● Short exercise
Copy out the material below word for word, starting at the line that contains "of the brown" and continuing through the end of the material.

+++ Material to process +++

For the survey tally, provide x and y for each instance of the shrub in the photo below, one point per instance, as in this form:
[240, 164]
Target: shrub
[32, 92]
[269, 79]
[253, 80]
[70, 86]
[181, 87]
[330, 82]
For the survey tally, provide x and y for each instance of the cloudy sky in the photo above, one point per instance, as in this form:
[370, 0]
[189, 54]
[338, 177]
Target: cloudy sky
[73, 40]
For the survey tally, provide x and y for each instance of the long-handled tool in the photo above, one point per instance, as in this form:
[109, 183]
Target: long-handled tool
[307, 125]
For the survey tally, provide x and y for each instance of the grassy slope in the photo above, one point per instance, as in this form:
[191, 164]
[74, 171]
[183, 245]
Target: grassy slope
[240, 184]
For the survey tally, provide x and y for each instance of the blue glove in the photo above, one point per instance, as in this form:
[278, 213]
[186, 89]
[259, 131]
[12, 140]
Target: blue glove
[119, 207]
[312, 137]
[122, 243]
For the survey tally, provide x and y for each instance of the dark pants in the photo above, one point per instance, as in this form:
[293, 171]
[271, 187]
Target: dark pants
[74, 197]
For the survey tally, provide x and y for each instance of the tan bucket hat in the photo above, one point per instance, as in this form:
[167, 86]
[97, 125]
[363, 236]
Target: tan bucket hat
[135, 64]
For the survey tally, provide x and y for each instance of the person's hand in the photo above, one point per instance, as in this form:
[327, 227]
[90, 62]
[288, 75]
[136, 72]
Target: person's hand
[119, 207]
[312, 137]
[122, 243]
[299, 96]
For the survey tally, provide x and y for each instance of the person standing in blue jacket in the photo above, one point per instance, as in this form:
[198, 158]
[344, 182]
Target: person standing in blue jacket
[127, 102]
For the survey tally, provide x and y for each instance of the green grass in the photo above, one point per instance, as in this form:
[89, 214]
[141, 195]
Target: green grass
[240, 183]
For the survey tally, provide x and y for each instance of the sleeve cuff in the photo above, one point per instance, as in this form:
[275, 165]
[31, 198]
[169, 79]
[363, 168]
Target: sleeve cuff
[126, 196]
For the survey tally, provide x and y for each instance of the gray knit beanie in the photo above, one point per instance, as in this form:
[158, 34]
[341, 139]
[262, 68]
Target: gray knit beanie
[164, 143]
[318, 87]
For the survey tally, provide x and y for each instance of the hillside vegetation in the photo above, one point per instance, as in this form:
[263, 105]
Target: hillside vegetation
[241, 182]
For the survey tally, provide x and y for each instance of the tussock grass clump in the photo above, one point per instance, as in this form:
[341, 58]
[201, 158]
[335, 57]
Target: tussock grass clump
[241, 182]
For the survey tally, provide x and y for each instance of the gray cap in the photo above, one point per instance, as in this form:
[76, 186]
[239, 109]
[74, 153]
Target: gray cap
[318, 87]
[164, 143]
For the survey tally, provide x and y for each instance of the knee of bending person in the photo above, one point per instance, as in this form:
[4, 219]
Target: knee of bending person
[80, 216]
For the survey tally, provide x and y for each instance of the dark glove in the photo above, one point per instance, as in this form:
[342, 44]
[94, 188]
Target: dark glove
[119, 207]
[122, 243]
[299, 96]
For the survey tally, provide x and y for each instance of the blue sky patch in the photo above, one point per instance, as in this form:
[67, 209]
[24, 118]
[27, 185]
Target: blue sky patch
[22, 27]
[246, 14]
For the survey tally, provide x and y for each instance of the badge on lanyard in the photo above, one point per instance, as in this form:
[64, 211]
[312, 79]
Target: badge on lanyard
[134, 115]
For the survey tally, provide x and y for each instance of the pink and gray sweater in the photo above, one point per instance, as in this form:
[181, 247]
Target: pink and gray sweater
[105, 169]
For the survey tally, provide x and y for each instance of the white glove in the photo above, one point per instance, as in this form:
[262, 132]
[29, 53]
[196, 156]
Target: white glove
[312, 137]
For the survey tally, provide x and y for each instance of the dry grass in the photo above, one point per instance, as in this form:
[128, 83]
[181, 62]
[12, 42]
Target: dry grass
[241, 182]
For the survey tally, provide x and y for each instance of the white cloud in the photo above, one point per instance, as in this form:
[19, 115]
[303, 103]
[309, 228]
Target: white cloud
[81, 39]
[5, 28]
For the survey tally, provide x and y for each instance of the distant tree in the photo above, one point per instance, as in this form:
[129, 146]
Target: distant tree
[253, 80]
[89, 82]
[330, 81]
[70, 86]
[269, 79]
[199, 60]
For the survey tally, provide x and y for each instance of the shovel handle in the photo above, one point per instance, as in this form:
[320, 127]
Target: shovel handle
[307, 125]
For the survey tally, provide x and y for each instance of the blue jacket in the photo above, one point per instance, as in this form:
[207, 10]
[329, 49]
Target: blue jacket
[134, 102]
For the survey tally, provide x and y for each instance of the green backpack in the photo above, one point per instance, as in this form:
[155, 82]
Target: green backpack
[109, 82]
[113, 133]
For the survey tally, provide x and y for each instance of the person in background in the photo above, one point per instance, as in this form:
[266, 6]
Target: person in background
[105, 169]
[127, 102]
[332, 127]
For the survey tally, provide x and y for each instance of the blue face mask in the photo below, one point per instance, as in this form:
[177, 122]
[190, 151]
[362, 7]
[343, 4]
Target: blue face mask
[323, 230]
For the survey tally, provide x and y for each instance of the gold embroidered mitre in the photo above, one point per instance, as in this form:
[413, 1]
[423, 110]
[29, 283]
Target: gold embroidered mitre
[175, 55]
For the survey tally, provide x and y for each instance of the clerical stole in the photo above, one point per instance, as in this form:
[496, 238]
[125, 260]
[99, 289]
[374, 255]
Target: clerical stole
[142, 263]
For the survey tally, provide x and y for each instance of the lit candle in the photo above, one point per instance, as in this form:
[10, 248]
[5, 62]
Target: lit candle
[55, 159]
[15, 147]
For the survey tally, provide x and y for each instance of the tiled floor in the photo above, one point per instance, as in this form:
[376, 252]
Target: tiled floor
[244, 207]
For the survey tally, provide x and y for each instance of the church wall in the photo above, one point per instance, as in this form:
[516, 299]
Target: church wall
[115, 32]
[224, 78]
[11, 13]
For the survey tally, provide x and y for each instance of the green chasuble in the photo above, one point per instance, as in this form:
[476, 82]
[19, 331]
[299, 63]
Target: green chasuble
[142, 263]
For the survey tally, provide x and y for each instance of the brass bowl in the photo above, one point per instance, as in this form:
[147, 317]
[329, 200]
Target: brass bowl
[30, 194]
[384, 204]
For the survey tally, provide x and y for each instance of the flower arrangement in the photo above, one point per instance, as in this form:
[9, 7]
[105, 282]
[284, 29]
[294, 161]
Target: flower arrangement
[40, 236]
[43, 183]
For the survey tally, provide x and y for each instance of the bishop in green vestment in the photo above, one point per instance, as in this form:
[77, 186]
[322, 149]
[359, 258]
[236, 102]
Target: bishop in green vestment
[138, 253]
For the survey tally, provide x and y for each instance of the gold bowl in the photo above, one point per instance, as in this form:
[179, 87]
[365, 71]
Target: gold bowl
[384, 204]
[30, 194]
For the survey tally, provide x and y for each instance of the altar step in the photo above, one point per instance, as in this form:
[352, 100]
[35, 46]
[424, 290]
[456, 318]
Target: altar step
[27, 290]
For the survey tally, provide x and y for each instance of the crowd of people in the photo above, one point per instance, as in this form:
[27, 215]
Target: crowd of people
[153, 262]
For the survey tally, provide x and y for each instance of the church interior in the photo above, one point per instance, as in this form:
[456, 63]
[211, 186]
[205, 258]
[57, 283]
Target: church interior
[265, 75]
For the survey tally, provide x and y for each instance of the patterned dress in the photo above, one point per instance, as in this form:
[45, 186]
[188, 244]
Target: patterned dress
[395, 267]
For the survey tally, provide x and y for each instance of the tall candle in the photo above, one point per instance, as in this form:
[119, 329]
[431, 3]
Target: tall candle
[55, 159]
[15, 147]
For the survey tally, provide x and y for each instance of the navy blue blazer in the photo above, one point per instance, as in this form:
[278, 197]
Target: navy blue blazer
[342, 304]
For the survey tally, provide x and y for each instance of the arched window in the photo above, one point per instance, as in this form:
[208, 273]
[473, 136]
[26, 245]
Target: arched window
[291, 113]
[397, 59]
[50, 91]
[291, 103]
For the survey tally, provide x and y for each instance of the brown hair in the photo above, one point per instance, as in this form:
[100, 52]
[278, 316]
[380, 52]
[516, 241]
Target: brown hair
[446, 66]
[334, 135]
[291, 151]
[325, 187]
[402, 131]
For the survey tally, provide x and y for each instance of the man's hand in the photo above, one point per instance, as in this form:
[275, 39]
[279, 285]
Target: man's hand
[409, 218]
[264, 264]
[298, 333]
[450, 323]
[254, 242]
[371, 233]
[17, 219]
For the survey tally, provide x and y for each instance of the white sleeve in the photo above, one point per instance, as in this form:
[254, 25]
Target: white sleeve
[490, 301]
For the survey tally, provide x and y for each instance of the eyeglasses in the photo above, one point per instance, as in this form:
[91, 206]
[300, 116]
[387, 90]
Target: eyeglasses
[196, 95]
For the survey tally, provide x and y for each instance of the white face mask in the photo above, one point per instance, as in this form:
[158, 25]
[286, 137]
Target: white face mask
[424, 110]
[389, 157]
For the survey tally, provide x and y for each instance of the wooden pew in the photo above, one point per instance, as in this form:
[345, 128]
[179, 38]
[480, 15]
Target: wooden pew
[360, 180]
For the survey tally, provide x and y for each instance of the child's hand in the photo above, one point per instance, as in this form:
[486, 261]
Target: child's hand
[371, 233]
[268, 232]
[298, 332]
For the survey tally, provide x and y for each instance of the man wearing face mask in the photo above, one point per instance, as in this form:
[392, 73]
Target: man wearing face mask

+++

● Task result
For the survey tally, provide x and y for each instance of the brown hair in the photo above, one point per instance, as in this form:
[100, 52]
[278, 316]
[380, 52]
[516, 241]
Target: brown hair
[446, 66]
[334, 135]
[291, 151]
[325, 187]
[402, 131]
For the survey tally, provide x and y for each instance of the man's hand in the photo above, one point per instance, as in this form:
[275, 39]
[279, 285]
Target: man's hand
[409, 218]
[264, 264]
[298, 333]
[450, 323]
[254, 242]
[371, 233]
[17, 219]
For the survey tally, provide x and y for each instance of the white sleeve in the photo above, one point per instance, as in this form:
[254, 25]
Target: white sleeve
[490, 301]
For the survey tally, provide x and y for each instance of the eyeglasses in the photo above, one point per instance, as in this form:
[91, 206]
[300, 116]
[387, 90]
Target: eyeglasses
[196, 95]
For the survey tally, provide x and y for each instance of the white face mask in the photo above, one point per instance, as in this form:
[158, 25]
[286, 137]
Target: white face mask
[424, 110]
[389, 157]
For the survey tally, provide x and y for each instance of the wooden pew in the photo above, one point per instance, as in this form:
[345, 128]
[179, 38]
[480, 15]
Target: wooden pew
[360, 180]
For the survey tally, provide x and y for each instance of the child's hand in the photo above, one point per instance, as in this form:
[486, 261]
Target: child's hand
[371, 233]
[268, 232]
[298, 332]
For the survey tally, provide x and y for each instance of the man wearing face mask in the photo above, one point per instance, as in this form:
[392, 73]
Target: man wearing face mask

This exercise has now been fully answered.